Required work:
Pull out every line in the entries below that contains the string "face".

Supplied material:
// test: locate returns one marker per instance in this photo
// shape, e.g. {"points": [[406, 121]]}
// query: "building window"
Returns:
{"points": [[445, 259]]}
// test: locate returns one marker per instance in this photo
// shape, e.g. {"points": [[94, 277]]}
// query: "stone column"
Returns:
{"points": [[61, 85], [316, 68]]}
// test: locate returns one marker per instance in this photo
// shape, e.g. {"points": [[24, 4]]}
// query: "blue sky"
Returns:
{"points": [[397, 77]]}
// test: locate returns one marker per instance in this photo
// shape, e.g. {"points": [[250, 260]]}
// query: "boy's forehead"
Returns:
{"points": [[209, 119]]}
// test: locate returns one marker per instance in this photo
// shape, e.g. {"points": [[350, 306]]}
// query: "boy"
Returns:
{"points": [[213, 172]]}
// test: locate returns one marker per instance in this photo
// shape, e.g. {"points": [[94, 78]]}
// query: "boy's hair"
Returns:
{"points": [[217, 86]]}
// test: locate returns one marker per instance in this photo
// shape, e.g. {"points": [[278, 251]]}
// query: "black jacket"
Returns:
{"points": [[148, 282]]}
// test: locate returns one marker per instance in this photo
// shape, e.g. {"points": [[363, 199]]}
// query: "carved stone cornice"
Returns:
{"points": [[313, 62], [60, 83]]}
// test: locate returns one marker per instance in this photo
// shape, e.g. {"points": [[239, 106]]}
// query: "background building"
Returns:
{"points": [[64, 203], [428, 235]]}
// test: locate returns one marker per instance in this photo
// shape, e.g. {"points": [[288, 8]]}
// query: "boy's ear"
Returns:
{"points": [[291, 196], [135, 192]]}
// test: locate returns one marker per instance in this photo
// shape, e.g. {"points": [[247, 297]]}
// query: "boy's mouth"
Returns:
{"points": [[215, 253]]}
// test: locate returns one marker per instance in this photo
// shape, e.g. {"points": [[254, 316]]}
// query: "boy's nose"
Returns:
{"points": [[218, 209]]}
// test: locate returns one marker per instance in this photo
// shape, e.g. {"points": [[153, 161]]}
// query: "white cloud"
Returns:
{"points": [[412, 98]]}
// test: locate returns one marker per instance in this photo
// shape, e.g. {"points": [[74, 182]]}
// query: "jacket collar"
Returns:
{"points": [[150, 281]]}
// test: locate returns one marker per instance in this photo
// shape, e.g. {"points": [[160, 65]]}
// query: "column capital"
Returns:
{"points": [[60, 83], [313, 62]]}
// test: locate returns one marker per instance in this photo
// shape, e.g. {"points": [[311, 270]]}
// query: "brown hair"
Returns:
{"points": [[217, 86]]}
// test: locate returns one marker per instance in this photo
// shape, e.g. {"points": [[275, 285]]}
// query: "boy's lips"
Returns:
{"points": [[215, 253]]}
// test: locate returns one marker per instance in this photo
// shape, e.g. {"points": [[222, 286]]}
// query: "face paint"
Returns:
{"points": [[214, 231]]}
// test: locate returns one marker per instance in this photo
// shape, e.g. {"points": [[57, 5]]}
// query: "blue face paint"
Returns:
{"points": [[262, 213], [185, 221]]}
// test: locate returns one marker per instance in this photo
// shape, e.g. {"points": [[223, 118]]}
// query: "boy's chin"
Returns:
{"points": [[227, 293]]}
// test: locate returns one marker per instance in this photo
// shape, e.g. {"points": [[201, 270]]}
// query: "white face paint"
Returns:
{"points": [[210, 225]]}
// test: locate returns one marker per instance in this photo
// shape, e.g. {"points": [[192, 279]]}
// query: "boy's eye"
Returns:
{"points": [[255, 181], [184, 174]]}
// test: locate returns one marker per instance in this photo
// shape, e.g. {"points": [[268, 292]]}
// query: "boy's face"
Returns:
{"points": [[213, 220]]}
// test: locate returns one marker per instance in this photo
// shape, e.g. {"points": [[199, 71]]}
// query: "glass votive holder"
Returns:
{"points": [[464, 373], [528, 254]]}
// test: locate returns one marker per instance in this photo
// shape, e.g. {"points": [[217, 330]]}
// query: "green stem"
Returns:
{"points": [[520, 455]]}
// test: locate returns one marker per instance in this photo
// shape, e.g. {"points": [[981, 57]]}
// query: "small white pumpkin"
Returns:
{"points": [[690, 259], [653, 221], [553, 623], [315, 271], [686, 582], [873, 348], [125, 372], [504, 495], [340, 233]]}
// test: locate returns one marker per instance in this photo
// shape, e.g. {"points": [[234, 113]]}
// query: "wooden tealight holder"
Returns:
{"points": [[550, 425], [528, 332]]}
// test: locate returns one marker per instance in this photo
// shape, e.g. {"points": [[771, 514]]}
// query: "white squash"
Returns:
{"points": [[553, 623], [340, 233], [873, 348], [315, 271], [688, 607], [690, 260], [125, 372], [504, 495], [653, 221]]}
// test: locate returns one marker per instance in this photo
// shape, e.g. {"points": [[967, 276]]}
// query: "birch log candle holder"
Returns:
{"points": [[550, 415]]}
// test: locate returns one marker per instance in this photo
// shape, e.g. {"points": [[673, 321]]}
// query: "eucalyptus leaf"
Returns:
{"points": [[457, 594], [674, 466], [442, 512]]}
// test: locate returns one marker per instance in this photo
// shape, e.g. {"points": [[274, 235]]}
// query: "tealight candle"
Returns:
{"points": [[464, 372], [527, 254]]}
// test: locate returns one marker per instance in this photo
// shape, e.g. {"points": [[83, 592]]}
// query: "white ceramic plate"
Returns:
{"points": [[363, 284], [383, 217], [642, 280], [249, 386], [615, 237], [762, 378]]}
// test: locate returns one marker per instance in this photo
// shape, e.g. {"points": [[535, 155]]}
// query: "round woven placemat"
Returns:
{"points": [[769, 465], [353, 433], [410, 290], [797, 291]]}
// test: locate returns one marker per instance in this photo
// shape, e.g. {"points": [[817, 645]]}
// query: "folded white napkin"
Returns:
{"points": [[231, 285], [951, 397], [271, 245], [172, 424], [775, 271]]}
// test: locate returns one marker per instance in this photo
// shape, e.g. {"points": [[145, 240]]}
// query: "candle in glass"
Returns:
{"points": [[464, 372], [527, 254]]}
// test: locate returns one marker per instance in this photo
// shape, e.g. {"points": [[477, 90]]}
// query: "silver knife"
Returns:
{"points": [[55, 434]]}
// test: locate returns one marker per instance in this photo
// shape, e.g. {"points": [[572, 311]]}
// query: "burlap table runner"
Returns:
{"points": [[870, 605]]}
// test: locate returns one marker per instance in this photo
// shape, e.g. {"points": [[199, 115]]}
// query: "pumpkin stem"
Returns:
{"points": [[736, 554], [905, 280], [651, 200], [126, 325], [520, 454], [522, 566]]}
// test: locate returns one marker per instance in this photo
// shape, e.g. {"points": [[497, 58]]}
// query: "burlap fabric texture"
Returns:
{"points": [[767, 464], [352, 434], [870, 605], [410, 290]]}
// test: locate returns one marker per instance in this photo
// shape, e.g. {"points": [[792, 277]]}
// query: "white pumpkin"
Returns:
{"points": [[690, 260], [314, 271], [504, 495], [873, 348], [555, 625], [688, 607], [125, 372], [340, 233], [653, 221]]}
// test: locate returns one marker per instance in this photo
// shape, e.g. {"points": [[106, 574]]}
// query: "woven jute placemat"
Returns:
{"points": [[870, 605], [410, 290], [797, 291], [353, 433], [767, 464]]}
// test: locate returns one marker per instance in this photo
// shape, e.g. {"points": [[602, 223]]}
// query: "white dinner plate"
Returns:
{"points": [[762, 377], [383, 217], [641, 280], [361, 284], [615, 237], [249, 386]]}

Reply:
// query: "face paint"
// query: "blue face paint"
// query: "white face paint"
// query: "boy's face"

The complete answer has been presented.